__PROVIDED PASSAGE__

::::::::

Gaussian Probability

Cumulative Gaussian probability distribution

We already have proven this theorem; however, we did not go far enough. Hence, we have to do it all over again.

Theorem: The normalized Gaussian probability density distribution

(1 / sqrt(2 pi)) exp(- x^2 / 2)

integrates, over its domain R = (-oo, oo), to one.

Proof: Let I be the required integral

I = (1 / sqrt(2 pi)) integral, from -oo to oo, of exp(- x^2 / 2) dx.

Since x is the dummy variable of integration, we may write this integral in terms of any other dummy variable, say, y, as

I = (1 / sqrt(2 pi)) integral, from -oo to oo, of exp(- y^2 / 2) dy.

Multiply them together, to obtain

I^2 = (1 / (2 pi)) integral, from -oo to oo, of the integral from -oo to oo, of exp(- (x^2 + y^2) / 2)) dx dy.

Change from the rectangular coordinates (x, y) to the polar coordinates (r, theta), employing the 1:1 probability-measure-preserving transformation

r = sqrt(x^2 + y^2) r in ;0, oo)
theta = atan(y / x) theta in [0, 2 pi)
x = r cos(theta) x in R = (-oo, oo)
y = r sin(theta). y in R = (-oo, oo).
dx dy = r d-theta dr
d-theta dr = (1 / sqrt(x^2 + y^2)) dx dy.

Then the integral becomes

I^2 = (1 / (2 pi)) integral, from 0 to oo, of the integral, from 0 to 2 pi, of r exp(- r^2 / 2) d-theta dr.

::::::::

(Coordinate annotation entries)
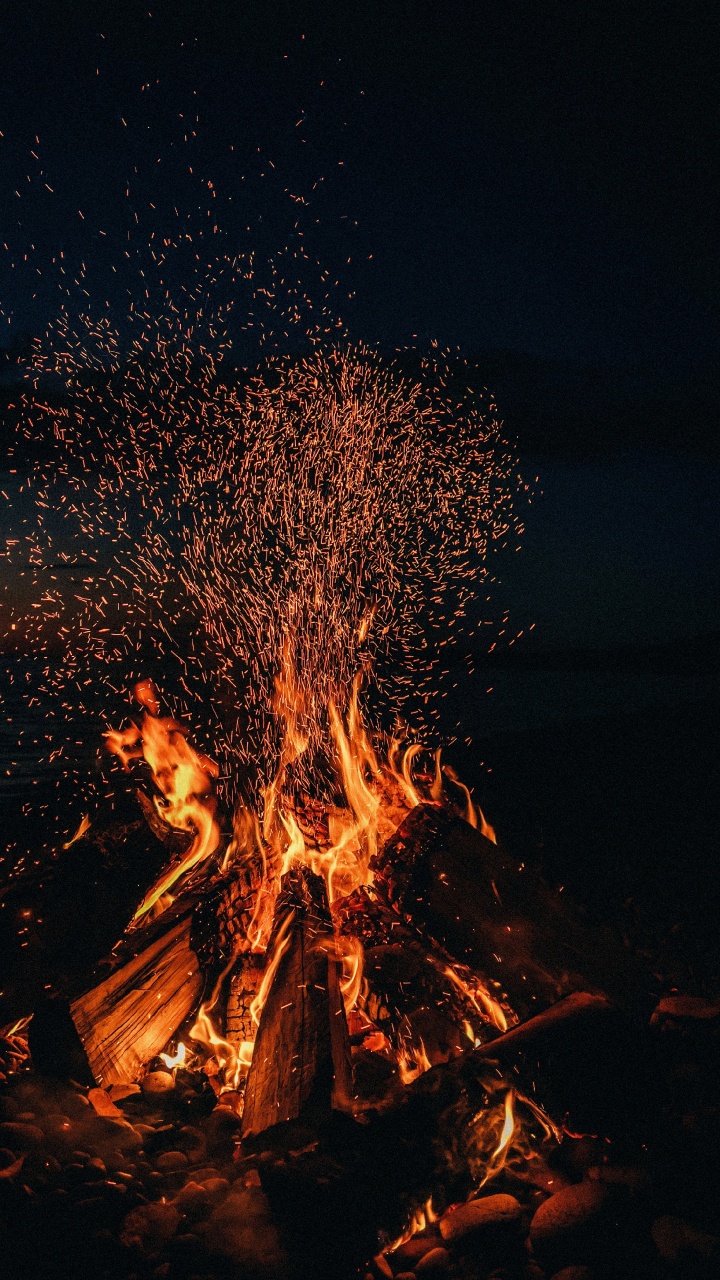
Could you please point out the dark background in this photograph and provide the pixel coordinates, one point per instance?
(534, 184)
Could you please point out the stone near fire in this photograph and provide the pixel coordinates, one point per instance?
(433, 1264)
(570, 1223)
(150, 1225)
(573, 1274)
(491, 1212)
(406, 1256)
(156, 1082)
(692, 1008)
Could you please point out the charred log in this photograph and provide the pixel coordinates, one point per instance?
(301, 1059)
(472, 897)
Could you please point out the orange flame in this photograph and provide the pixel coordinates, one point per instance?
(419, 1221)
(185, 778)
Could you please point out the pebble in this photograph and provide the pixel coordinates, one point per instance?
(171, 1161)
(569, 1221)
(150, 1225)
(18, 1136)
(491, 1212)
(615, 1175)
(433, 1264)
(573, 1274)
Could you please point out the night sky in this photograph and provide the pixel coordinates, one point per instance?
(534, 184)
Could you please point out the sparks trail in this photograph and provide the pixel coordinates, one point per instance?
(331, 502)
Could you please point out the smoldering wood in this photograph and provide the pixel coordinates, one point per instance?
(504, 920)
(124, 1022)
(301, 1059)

::::::::

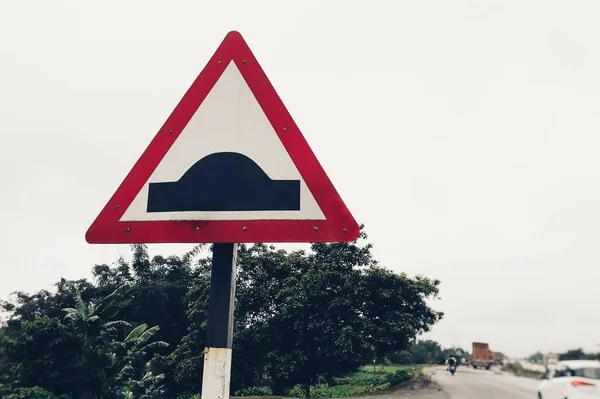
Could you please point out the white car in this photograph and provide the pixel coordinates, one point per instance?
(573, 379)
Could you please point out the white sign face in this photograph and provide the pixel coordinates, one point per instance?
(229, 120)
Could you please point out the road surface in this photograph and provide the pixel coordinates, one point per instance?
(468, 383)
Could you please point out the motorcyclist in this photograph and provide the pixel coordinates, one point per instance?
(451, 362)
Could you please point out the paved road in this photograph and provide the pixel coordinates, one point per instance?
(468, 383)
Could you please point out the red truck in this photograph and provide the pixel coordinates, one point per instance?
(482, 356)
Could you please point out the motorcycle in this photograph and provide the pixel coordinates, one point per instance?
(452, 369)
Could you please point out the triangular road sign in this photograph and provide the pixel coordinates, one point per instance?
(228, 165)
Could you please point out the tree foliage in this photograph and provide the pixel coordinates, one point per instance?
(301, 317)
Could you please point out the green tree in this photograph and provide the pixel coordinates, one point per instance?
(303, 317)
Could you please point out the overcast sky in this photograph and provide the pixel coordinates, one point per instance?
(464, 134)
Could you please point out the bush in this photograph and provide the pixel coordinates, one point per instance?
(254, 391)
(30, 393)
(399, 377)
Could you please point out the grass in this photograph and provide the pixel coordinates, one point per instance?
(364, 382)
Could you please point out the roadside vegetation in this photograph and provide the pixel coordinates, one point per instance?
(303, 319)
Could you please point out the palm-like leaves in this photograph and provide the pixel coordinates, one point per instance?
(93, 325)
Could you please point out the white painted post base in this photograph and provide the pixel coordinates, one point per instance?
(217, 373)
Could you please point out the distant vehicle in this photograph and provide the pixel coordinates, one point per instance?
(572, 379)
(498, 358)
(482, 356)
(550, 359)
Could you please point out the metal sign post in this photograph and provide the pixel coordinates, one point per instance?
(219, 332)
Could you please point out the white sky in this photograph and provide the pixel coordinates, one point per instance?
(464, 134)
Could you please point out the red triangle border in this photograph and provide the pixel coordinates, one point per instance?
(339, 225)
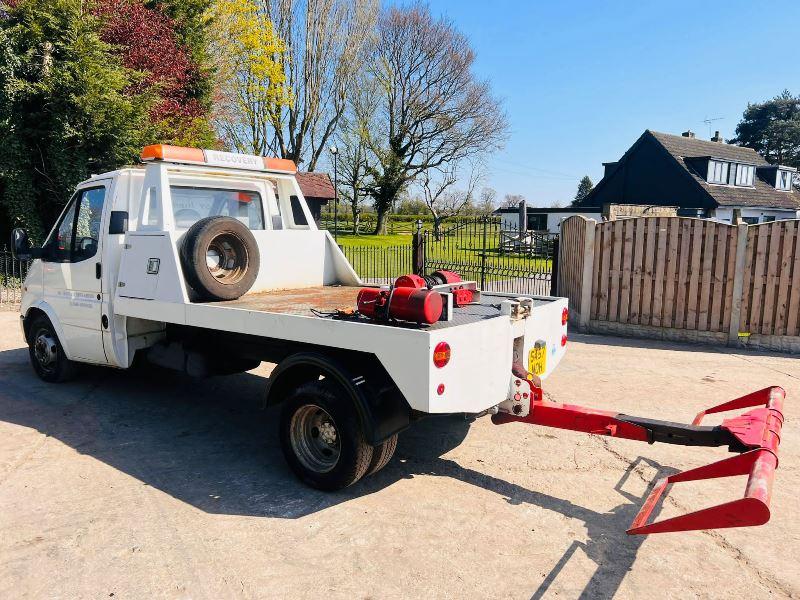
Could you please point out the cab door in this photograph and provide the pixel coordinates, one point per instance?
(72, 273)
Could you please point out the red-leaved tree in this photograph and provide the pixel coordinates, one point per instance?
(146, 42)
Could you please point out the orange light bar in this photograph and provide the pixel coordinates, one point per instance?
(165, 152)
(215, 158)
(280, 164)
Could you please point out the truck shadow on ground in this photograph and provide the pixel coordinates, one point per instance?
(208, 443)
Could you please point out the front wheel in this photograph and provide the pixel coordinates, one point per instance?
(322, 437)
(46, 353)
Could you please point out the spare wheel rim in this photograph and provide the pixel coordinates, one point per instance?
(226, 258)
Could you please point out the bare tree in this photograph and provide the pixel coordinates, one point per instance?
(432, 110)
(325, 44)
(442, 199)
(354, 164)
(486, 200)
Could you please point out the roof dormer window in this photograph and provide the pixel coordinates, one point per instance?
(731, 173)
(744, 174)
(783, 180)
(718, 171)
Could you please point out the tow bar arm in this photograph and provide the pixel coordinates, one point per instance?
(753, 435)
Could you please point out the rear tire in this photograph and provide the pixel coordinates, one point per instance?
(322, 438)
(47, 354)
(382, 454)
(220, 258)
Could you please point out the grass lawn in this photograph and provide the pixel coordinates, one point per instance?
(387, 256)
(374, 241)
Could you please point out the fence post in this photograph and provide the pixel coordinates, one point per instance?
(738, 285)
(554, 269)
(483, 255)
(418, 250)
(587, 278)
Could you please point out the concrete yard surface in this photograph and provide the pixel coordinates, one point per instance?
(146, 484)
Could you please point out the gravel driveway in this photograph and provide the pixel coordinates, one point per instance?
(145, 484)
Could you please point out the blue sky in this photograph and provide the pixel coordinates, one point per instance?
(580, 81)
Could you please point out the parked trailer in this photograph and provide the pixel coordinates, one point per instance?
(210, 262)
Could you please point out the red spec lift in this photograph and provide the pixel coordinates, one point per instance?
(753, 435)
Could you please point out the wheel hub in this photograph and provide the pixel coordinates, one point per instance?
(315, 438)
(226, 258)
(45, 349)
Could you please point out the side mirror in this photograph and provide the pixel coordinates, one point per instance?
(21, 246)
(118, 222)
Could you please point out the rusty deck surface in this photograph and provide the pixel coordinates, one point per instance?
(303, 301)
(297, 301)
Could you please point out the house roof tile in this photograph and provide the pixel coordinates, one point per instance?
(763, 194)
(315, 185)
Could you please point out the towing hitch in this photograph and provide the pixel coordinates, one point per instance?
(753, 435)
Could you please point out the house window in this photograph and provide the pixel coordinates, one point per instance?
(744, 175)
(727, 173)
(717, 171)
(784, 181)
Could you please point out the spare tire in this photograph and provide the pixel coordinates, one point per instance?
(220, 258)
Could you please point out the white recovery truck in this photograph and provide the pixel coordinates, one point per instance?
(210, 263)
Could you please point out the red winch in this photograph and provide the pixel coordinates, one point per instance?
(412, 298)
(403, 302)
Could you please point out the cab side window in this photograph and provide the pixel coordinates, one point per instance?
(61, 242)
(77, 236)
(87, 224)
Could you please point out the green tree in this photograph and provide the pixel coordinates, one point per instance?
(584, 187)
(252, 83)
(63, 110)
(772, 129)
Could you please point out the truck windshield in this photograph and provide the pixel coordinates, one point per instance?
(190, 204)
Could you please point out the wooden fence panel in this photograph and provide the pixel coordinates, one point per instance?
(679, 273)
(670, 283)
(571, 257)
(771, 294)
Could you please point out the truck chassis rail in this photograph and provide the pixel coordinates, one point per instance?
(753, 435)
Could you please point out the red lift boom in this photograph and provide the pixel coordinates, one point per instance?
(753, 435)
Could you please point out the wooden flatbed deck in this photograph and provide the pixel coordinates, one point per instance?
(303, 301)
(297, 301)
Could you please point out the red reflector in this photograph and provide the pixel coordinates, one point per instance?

::::::::

__WHAT TO WORK ON__
• A. In the Gaussian probability passage, to which coordinates does the proof change from rectangular coordinates (x, y)?
• B. Gather every line of the listing that contains the string "fence". Case counts.

__RESULTS FOR THE EXERCISE__
• A. Polar coordinates (r, theta).

• B.
Could you please point out the fence post in this photograph and provide the pixel coordinates, one point per instance?
Could you please point out the wooden fence panel in this photograph and provide the pixel coordinates, one point per instance?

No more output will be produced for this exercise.